Exercise:
Select every line of the records that contains the string "bell", matching case exactly.

--- START ---

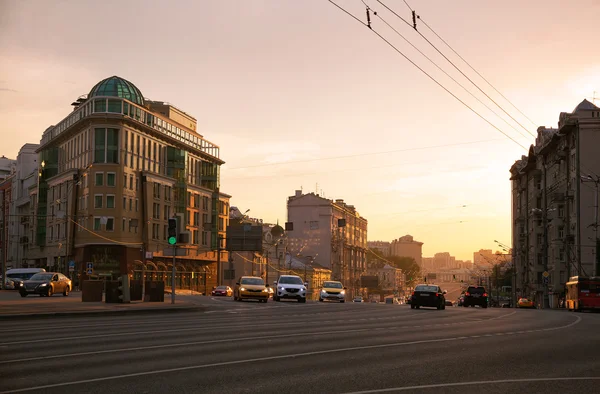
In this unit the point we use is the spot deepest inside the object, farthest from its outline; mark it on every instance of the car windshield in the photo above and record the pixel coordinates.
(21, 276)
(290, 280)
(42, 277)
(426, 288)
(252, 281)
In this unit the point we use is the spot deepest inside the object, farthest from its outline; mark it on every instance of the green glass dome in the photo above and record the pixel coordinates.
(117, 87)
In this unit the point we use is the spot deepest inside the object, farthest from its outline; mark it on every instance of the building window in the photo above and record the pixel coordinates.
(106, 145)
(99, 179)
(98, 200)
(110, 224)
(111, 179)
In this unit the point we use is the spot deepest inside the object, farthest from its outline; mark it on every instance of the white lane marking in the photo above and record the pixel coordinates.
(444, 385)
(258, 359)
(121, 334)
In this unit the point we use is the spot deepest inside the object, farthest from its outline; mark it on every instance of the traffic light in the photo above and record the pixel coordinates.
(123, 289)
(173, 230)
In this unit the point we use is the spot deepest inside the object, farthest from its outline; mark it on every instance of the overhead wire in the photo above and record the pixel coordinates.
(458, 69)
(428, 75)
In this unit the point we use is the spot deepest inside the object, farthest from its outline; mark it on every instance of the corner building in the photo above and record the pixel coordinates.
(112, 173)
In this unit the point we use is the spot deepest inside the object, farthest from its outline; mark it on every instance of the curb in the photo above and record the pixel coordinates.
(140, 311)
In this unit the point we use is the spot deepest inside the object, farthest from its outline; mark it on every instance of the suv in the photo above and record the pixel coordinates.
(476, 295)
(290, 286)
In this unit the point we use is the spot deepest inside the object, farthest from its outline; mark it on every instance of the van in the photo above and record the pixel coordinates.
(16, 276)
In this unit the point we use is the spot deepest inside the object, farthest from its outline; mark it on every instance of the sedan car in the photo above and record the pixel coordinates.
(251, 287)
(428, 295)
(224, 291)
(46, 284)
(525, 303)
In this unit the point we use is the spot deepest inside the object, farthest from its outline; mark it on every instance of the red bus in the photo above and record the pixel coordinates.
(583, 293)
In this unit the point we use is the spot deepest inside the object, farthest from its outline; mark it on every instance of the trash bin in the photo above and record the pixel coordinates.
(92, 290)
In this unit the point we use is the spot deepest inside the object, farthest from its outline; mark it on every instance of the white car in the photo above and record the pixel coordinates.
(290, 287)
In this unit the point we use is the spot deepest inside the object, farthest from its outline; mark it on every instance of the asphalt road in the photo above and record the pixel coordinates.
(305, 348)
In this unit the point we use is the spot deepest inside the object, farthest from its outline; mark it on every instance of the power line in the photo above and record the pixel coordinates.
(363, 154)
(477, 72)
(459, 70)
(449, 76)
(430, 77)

--- END ---
--- START ---

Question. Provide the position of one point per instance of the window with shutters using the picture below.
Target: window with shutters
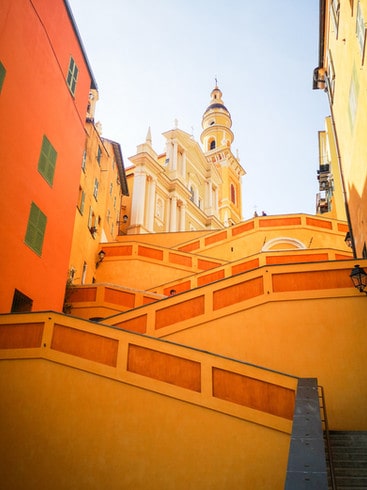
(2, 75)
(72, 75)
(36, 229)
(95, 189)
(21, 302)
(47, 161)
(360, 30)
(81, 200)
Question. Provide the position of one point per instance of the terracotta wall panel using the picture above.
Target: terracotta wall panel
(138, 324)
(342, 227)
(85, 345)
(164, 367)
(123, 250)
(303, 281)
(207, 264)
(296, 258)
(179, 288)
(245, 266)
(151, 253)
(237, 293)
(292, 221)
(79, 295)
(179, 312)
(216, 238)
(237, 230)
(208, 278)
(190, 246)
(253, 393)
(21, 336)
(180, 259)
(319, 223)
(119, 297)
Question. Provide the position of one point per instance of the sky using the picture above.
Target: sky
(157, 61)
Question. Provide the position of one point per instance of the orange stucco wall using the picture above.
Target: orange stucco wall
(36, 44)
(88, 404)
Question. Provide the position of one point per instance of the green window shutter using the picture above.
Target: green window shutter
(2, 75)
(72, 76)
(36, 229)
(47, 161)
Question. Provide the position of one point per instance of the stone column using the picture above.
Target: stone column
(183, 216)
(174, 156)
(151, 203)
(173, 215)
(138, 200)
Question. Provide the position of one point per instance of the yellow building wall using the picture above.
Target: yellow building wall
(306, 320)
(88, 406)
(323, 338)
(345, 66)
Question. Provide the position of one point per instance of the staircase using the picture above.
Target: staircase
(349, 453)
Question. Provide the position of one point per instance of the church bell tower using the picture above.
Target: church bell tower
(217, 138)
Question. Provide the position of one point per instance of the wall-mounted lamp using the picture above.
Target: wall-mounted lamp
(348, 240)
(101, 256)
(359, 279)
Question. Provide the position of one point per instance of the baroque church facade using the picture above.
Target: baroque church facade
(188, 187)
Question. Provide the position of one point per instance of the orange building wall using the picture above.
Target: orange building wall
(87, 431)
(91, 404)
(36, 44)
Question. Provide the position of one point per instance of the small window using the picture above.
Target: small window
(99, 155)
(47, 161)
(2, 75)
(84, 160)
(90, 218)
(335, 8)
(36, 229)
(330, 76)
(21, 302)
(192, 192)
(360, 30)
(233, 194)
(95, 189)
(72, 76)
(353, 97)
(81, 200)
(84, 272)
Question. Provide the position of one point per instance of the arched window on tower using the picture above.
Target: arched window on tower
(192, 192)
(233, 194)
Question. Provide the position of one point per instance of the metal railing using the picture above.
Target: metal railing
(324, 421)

--- END ---
--- START ---

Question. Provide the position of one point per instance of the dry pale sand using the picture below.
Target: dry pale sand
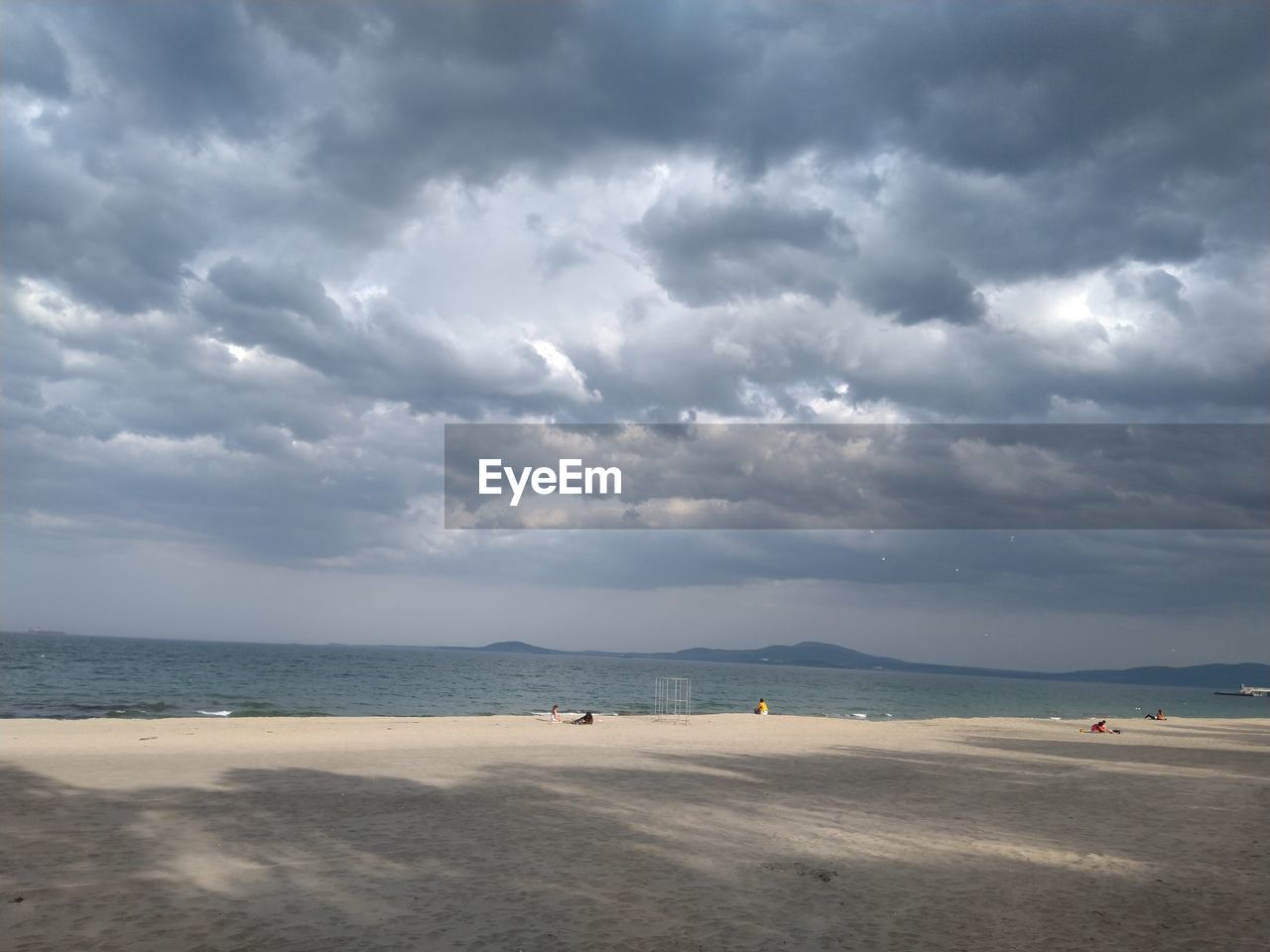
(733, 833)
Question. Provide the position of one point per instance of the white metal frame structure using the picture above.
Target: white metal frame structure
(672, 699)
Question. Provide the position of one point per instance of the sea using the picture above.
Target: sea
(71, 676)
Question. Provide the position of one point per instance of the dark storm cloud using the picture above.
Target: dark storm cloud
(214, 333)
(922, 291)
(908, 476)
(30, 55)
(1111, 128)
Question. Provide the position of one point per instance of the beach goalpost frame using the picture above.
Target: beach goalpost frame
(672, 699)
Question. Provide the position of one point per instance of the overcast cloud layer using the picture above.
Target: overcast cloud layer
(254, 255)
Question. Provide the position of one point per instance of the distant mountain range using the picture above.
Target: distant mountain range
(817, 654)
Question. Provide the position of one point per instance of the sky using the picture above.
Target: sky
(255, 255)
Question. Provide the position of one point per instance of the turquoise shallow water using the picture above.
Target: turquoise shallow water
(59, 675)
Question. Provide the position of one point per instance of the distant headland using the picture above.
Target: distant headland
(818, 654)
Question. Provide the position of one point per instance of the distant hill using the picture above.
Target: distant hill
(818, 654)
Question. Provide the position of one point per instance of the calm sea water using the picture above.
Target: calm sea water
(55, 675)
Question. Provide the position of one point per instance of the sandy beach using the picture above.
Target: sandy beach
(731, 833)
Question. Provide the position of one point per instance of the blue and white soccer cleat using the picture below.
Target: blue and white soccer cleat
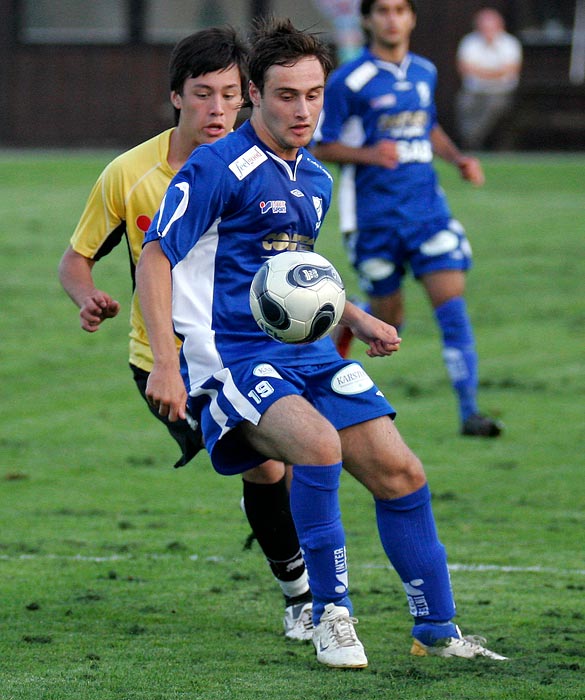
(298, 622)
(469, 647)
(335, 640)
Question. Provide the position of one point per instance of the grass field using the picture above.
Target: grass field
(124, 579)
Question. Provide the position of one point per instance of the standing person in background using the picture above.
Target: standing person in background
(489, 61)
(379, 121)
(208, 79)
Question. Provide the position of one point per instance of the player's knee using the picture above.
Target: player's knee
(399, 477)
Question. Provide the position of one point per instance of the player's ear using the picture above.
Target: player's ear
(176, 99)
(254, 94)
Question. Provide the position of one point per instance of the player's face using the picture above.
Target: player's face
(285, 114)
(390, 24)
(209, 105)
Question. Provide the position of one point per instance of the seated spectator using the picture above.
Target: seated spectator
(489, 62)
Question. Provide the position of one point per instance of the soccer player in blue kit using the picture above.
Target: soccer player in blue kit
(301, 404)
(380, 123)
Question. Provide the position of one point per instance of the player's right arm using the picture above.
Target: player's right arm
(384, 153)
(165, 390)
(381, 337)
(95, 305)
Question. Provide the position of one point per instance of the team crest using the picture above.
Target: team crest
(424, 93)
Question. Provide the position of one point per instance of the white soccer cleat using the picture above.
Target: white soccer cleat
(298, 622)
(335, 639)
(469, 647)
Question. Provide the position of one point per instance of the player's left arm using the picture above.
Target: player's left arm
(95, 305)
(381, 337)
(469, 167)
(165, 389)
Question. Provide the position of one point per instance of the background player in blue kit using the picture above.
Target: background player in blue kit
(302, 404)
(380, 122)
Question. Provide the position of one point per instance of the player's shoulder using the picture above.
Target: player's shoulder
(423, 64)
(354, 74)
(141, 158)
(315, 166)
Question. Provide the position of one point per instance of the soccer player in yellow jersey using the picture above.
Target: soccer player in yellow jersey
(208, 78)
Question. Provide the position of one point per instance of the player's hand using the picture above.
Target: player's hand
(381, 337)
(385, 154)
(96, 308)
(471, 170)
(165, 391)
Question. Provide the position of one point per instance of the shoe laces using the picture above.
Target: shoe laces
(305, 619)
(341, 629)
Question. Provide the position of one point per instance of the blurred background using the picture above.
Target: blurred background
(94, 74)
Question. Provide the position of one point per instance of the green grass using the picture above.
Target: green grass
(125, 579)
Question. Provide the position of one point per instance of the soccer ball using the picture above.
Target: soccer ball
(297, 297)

--- END ---

Correct result:
Question. Provide the position of one point per instance of the church bell tower using the picture above.
Target: church bell tower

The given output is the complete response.